[Righe di dati]
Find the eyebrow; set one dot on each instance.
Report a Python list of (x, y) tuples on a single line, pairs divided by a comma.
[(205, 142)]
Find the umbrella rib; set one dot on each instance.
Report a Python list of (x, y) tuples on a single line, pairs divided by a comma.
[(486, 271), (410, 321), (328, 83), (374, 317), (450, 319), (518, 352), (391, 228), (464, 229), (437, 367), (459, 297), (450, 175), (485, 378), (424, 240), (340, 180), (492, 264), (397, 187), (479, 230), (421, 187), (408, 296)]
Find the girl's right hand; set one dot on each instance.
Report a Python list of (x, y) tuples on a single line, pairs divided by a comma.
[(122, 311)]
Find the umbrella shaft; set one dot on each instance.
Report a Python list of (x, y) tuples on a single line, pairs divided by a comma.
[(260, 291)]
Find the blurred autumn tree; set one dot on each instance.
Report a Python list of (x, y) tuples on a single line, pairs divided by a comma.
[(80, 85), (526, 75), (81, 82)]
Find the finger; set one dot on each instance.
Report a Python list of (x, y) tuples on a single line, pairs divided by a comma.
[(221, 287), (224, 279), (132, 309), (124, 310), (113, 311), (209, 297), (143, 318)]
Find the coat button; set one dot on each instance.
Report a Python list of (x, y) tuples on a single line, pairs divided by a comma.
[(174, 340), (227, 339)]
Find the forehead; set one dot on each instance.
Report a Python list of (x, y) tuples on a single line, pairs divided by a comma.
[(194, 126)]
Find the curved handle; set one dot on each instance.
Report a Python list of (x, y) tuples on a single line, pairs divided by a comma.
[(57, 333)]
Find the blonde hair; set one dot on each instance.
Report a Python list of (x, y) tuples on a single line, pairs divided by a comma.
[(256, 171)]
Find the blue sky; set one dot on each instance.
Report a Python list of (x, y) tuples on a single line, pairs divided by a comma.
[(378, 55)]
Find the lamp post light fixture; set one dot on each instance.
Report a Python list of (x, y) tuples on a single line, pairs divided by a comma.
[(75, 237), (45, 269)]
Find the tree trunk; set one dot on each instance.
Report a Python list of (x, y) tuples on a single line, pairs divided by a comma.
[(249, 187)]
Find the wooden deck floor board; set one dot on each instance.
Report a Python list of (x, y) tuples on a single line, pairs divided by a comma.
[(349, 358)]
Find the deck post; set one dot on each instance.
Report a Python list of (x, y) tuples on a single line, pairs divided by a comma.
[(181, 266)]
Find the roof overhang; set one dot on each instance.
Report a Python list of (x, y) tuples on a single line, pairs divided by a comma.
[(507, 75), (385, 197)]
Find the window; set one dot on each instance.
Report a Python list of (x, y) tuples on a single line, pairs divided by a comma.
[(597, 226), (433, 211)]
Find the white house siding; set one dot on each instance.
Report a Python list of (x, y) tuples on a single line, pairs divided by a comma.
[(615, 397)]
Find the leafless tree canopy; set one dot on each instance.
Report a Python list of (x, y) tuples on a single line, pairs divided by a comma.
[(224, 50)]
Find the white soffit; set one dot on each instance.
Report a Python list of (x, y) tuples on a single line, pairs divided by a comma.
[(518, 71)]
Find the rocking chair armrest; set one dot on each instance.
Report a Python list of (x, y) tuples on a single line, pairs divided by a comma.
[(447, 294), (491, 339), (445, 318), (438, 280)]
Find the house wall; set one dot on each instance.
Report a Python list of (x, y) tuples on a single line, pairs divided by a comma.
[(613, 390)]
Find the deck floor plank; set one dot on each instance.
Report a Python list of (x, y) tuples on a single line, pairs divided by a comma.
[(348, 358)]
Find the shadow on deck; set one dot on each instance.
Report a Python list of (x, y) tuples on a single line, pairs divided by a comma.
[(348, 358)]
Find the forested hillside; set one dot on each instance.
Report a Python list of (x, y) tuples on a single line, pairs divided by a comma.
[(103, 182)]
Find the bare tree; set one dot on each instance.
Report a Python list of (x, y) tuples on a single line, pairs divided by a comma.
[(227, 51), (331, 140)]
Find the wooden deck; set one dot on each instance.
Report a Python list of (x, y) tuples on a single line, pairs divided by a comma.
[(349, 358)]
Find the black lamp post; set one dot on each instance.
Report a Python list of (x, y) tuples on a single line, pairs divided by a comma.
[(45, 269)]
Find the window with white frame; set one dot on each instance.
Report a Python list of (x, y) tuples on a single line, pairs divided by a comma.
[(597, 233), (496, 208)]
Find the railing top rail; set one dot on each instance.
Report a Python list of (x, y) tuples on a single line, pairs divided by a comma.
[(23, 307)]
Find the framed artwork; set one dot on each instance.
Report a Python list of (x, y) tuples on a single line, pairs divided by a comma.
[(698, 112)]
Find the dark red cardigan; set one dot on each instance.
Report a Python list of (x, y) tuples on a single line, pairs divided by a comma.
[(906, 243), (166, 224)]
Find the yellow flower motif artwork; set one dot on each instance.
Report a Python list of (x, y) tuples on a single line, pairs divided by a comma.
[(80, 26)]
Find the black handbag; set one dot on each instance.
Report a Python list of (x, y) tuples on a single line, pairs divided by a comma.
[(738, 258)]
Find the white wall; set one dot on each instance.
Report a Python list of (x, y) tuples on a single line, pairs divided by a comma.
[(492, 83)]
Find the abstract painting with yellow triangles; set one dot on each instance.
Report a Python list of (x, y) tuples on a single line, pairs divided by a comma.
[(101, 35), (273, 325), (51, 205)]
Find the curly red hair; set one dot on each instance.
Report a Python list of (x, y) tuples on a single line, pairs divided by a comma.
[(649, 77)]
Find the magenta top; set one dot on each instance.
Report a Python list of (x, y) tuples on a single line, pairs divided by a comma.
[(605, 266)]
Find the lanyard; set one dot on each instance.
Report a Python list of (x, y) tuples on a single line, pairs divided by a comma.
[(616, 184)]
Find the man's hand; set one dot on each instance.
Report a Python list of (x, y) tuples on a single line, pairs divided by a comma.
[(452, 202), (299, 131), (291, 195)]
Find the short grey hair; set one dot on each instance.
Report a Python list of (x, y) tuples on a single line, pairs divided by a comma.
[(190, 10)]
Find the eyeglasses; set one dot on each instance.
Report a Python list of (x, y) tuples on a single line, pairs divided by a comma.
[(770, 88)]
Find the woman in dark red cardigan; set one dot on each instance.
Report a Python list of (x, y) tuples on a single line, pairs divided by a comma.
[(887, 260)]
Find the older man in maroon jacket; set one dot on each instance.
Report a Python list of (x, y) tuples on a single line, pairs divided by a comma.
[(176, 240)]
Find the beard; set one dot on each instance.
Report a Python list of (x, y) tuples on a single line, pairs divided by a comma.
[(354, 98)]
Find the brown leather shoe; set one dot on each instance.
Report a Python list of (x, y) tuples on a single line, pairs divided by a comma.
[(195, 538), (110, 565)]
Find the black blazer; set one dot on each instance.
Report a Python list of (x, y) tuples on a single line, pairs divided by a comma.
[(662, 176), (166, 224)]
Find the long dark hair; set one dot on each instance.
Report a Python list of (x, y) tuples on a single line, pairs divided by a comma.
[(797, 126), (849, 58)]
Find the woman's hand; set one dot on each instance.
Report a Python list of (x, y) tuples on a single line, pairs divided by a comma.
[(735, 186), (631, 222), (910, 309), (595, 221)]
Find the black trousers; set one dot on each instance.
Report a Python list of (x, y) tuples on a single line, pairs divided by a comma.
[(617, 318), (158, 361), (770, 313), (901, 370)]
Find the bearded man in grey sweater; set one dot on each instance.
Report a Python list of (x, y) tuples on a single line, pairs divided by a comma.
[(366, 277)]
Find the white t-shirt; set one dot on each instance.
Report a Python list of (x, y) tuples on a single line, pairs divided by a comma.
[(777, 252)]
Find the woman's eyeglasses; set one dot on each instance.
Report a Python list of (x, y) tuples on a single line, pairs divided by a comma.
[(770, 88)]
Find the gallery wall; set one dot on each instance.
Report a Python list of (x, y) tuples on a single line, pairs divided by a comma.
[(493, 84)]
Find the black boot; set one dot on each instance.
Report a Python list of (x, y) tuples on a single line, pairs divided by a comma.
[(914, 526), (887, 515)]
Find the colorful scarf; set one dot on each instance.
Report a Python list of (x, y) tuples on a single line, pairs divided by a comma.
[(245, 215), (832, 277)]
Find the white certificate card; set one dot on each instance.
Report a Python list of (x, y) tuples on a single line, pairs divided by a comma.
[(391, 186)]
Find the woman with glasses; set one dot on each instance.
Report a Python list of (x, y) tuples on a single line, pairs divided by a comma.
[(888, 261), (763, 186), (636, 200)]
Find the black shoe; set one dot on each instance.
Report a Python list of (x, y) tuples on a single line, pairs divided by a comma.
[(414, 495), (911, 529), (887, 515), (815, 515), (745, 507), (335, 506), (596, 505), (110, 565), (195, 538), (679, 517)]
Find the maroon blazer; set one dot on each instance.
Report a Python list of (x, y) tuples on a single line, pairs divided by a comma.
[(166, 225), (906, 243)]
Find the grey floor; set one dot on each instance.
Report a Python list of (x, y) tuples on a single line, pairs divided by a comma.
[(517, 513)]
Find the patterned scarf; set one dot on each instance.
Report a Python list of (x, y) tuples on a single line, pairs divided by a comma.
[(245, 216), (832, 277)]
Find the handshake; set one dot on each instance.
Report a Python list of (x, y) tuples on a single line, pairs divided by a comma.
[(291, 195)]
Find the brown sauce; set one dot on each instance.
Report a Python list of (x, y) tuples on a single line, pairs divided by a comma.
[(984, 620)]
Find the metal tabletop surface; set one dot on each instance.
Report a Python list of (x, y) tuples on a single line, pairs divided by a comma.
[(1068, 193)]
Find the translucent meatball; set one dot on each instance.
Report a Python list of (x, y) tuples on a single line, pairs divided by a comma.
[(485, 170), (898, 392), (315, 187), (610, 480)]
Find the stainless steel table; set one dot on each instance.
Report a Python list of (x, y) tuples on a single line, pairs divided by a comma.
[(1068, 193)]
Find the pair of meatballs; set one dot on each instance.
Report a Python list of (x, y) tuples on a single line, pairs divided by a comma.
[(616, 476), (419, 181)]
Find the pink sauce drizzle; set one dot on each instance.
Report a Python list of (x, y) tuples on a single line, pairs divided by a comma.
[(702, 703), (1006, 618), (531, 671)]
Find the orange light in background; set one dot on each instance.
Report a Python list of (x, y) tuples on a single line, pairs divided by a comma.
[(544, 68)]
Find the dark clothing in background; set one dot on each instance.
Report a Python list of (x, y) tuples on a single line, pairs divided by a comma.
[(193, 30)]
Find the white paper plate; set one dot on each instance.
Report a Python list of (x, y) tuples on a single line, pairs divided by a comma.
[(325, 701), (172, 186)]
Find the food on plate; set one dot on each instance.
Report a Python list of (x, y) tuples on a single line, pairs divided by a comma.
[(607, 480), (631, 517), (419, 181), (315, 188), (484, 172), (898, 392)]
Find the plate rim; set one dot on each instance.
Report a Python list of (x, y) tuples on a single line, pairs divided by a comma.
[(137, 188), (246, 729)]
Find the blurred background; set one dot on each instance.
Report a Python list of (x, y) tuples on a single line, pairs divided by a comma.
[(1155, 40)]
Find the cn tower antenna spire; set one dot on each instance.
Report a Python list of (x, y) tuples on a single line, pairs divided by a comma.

## Consegna
Riscrivi identico il tratto del materiale che va dalla riga contenente "Find the white certificate" fino alla riga contenente "[(984, 620)]", entrambe comprese.

## Risposta completa
Find the white certificate card; set one dot on each instance.
Report a Python list of (x, y) tuples on a single line, pairs divided by a comma.
[(391, 186)]
Find the woman with glasses; set one dot on each instance.
Report a Python list of (x, y) tuples on a single line, pairs divided by a comma.
[(888, 261), (763, 186), (636, 200)]
Find the black shoe; set one dot on each instance.
Report a Python list of (x, y) tuples on a single line, pairs divided by a comma.
[(414, 495), (911, 529), (887, 515), (815, 515), (745, 507), (335, 506), (596, 505), (110, 565), (195, 538), (679, 517)]
Find the maroon blazer; set one dot on each instance.
Report a Python list of (x, y) tuples on a single line, pairs divided by a comma.
[(166, 225), (906, 243)]
Find the grey floor; set one dot on each instance.
Report a Python list of (x, y) tuples on a single line, pairs divided by a comma.
[(517, 513)]
Find the patterned scarf; set one dot on each instance.
Report a Python list of (x, y) tuples on a single line, pairs divided by a comma.
[(245, 216), (832, 277)]
Find the handshake; set one dot on each instance.
Report a Python list of (x, y) tuples on a single line, pairs divided by a comma.
[(291, 195)]
Find the brown sauce; set one dot on each instance.
Report a Python list of (x, y) tuples on a single line, pairs divided by a comma.
[(984, 620)]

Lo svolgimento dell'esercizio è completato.